Exercise goal: Recast every item below as a two-column CSV with the header item,answer. Give one row per item, with its text and its answer each in a single quoted field, line breaks replaced by spaces, and the pictures left out.

= = =

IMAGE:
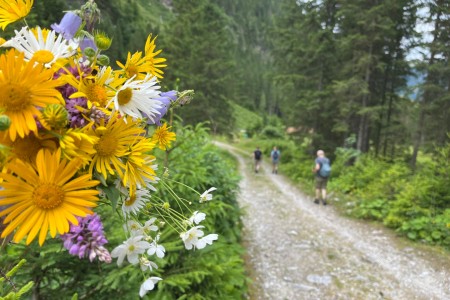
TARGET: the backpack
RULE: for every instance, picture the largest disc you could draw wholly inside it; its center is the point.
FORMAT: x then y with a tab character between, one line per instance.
325	169
258	154
275	155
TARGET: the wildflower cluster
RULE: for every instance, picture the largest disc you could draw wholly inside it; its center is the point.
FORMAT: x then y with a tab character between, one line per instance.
75	133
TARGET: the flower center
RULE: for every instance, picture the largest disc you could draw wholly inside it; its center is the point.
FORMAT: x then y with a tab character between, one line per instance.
124	96
48	196
97	93
43	56
130	200
14	97
132	71
106	146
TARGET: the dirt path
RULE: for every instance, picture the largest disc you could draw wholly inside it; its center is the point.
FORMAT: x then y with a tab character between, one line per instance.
299	250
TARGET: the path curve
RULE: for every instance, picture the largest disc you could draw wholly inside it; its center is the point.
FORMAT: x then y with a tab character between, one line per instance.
299	250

= = =

Exercise result:
item,answer
"IMAGE: TARGET: the backpack RULE: for every instance, picture the largest disc you could draw wholly inside it; its center is the point. FORMAT: x then y with a tab character between, one line per instance.","325	169 258	154 275	155"
"TARGET: the wildflower cluster RULE: for every instance, picture the largest disc you could draw wholly inside it; its center is the point. FORMAT: x then y with a tab character between, one line per instance.","75	133"
"TARGET: the flower center RULE: for every instance, picture the largest disc you could draw wholly inside it; its center is the point. FORMAT: x then y with a tab character between, one line per instance.","124	96 48	196 97	93 43	56 130	200 14	97 132	71 106	146"
"TARGET: the dirt path RULE: for every instance, picture the largest disc you could draw wholly inside it; its center is the point. FORMAT: x then y with a tab character between, one line per instance.","299	250"
"TARGET: the path curve RULE: for every instance, picture the largest disc you could draw wholly inside it; its center is the point. FORMAT: x then y with a tab character between, one line per instance.","299	250"